Konstruksi Otoritas Keagamaan

Konstruksi Otoritas Keagamaan

Konstruksi Otoritas Keagamaan

Saya ingin mengawali perbincangan buku ini dengan cerita. Sahabat saya, almarhum Kiai Iftah Shiddiq (Bendahara Lakpesdam PBNU 2015-2021), adalah salah seorang jamaah pengajian Habib Lutfi. Setiap selapan dia selalu ke Pekalongan mengikuti Majelis Kanzus Solawat. Iftah—demikian dia biasa dipanggil– diserahi Habib Lutfi untuk mengelola sebuah pesantren di Bekasi. Pesantren yang diberi nama Fatahilah itu merupakan “pemberian” seseorang kepada Habib Lutfi. Saya tidak tahu cerita detilnya, tapi akhirnya Iftah Shiddiq diminta untuk mengelola pesantren itu.

Setiap tahun Habib Lutfi selalu datang menengok pesantren tersebut. Sebelum Iftah Siddiq wafat pada 2021 lalu, saya beberapa kali berkunjung ke pesantren itu. Suatu saat Iftah cerita tentang kondisi lingkungan dan masyarakat di sana. Sering terjadi kejadian-kejadian aneh di sekitarnya. Makhluk-makhluk gaib seringkali mengganggu. Suatu saat tetangganya kesurupan, ngoceh tidak karuan. Sebagai orang yang dipandang tokoh agama, dia dipanggil untuk mengobati. Karena merasa tidak punya keahlian, dia hanya bermodal membaca fatihah yang sebelumnya wasilah kepada dengan Habib Lutfi. “Ini diminum. Kalau kamu tidak pergi nanti saya bilang ke Habib Lutfi”, kata Iftah sambal memberikan air putih ke pasien yang kesurupan. Sembuh!

Pada saat yang lain, di malam hari kebun di sekitar pesantren seperti terbakar. Tapi ketika titik api didekati ternyata tidak ada api. Peritiwa itu terjadi berulang kali. Sambil merapalkan doa, Iftah setengah berteriak mengatakan: “Kalau kamu terus mengganggu, nanti saya akan bilang ke Habib Lutfi”. Setelah diancam begitu, tidak ada lagi gangguan di pesantren.

- DAFTAR TUGAS:
(a) Cetak ulang bagian kutipan teks mulai dari "Pada saat yang" sampai dengan "gangguan di pesantren.".
(b) Buat ringkasan kutipan teks dalam dua kalimat.
(c) Jawab pertanyaan berikut berdasarkan kutipan teks:
(i) Apa nama pesantren di Bekasi yang dikelola Iftah Shiddiq?
(ii) Pada tahun berapa Iftah Shiddiq wafat?
(iii) Apa yang ditemukan ketika titik api di kebun sekitar pesantren didekati?

- ENTRI DATA:

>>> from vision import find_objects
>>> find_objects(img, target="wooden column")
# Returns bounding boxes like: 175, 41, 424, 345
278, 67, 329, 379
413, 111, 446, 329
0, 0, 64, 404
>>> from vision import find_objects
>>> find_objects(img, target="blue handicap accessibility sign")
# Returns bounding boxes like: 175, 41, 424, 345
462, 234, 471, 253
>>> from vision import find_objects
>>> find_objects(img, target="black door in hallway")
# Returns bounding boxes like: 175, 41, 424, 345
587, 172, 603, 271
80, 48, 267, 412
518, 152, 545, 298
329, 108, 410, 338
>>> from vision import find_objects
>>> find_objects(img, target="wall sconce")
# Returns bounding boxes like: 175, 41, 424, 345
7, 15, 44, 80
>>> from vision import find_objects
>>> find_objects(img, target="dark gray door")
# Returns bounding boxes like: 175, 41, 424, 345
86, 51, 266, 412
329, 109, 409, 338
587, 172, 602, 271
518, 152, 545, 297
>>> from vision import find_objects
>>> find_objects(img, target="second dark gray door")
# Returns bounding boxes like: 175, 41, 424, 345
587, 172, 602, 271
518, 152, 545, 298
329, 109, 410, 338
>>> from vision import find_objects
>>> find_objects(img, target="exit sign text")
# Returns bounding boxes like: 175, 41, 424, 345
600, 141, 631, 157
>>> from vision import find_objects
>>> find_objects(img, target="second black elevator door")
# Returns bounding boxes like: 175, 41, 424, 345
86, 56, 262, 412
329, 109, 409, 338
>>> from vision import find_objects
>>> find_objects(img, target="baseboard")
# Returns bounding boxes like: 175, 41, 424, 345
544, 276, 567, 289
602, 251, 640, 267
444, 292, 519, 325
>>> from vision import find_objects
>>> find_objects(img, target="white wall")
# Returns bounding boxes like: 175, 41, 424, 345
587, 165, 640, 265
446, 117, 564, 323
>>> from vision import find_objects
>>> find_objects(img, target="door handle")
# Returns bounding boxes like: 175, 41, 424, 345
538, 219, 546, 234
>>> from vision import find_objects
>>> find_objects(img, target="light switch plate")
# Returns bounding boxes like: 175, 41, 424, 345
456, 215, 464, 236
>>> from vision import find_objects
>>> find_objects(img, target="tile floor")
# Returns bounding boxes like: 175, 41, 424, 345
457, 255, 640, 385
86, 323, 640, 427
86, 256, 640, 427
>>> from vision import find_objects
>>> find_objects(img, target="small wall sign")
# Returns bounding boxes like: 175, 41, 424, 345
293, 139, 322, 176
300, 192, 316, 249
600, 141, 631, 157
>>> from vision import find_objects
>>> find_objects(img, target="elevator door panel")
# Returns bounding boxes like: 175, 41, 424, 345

- DAFTAR JAWABAN:
(a)
Pada saat yang lain, di malam hari kebun di sekitar pesantren seperti terbakar. Tapi ketika titik api didekati ternyata tidak ada api. Peritiwa itu terjadi berulang kali. Sambil merapalkan doa, Iftah setengah berteriak mengatakan: “Kalau kamu terus mengganggu, nanti saya akan bilang ke Habib Lutfi”. Setelah diancam begitu, tidak ada lagi gangguan di pesantren.

(b) Kiai Iftah Shiddiq, seorang jamaah pengajian Habib Lutfi, diserahi tugas mengelola Pesantren Fatahilah di Bekasi, yang lingkungannya sering mengalami kejadian aneh dan gangguan makhluk gaib. Ia mengatasi gangguan itu dengan doa dan ancaman akan melapor kepada Habib Lutfi, sehingga tetangganya yang kesurupan sembuh dan kebun yang tampak terbakar tidak lagi mengganggu pesantren.

(c)
(i) Fatahilah.
(ii) 2021.
(iii) Ternyata tidak ada api.